ЗАДАНИЯ
A: Изложите выбранный текст в двух предложениях.
B: Какое искусство Дюма, согласно примечанию в выбранном тексте, можно считать образцовым?

Напримѣръ, общія требованья художественной литературы говорятъ что романъ долженъ представлять полное внутренняго и внѣшняго интереса развитіе драмы, служить живымъ и вѣрнымъ отраженіемъ дѣйствительности, изображать типы и характеры въ ихъ обусловленныхъ жизнью столкновеніяхъ и въ концѣ концовъ дѣйствовать воспитательно на читающую массу, указывая ей нравственные идеалы въ жизни или возбуждая въ ней честное негодованіе къ общественному злу. Конечно, ни одинъ изъ современныхъ критиковъ не сознается гласно и откровенно что онъ не признаетъ подобныхъ требованій; но достаточно чтобы романисту удалось удовлетворить хотя одному изъ этихъ требованій, и на него обрушится необузданная злоба и площадная брань. Явленіе это настолько укоренилось въ нашей печати что въ ней образовался даже особый, условный языкъ, маскирующій направленіе критики и безъ сомнѣнія многихъ вводящій въ обманъ. На этомъ языкѣ богатство драматическаго интереса и внѣшняго содержанія называется дюмасовщиной
[1] Кстати о Дюма: у насъ обязателенъ презрительный отзывъ объ этомъ писателѣ, искусство котораго задумать и развить интригу романа можетъ считаться образцовымъ.

ИСХОДНЫЕ ЗАПИСИ
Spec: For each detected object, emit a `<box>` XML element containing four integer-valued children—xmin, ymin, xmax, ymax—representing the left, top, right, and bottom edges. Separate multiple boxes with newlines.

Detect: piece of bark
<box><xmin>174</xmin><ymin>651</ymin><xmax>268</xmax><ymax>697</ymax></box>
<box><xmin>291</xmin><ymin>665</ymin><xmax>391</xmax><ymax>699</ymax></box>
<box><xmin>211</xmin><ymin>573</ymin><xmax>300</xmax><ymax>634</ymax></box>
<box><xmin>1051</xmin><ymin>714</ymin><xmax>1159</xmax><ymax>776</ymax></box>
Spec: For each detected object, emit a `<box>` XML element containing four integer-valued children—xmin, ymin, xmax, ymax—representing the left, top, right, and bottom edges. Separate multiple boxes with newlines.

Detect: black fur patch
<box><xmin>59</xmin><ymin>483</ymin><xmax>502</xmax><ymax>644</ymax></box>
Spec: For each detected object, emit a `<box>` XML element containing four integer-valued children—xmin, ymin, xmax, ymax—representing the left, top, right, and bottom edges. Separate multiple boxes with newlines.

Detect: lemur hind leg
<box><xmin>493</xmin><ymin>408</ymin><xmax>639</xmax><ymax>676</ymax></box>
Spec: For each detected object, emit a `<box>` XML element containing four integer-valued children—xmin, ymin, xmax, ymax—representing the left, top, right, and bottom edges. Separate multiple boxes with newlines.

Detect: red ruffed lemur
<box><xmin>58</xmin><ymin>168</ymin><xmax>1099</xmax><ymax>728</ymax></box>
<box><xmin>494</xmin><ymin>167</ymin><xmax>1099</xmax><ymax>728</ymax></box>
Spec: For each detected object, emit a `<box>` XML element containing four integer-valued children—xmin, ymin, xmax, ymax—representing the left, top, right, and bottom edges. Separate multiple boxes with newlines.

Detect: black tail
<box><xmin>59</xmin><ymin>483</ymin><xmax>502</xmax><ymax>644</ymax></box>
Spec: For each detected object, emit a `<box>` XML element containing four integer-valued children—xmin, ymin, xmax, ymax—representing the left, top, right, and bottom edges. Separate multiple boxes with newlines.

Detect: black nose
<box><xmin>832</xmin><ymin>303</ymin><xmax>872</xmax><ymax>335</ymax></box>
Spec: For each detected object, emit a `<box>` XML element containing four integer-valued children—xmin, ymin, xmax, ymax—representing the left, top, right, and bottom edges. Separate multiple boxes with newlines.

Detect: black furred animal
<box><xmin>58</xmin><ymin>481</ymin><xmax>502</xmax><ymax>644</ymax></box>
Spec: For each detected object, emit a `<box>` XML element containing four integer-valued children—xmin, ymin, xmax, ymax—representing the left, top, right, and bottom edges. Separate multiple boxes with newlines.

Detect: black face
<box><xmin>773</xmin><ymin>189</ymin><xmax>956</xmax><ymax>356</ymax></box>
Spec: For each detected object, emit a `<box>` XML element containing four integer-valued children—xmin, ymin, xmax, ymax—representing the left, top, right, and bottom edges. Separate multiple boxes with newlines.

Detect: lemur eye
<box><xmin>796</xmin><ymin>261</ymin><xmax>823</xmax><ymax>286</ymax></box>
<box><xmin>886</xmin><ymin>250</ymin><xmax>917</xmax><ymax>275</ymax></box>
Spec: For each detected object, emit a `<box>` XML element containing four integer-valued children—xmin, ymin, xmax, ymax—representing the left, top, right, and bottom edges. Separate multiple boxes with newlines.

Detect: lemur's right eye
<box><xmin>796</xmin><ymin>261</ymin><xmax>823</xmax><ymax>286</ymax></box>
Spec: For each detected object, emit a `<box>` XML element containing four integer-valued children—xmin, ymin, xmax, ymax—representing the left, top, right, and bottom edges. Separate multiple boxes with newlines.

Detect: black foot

ОТВЕТЫ
A: Общие требования художественной литературы предписывают роману развивать полную интереса драму, верно отражать действительность, изображать типы и характеры и воспитательно действовать на читателей. Критики открыто этих требований не отрицают, но осыпают бранью романиста, которому удалось выполнить хотя бы одно из них, а в печати даже сложился особый условный язык, маскирующий направление критики.

B: Искусство задумать и развить интригу романа.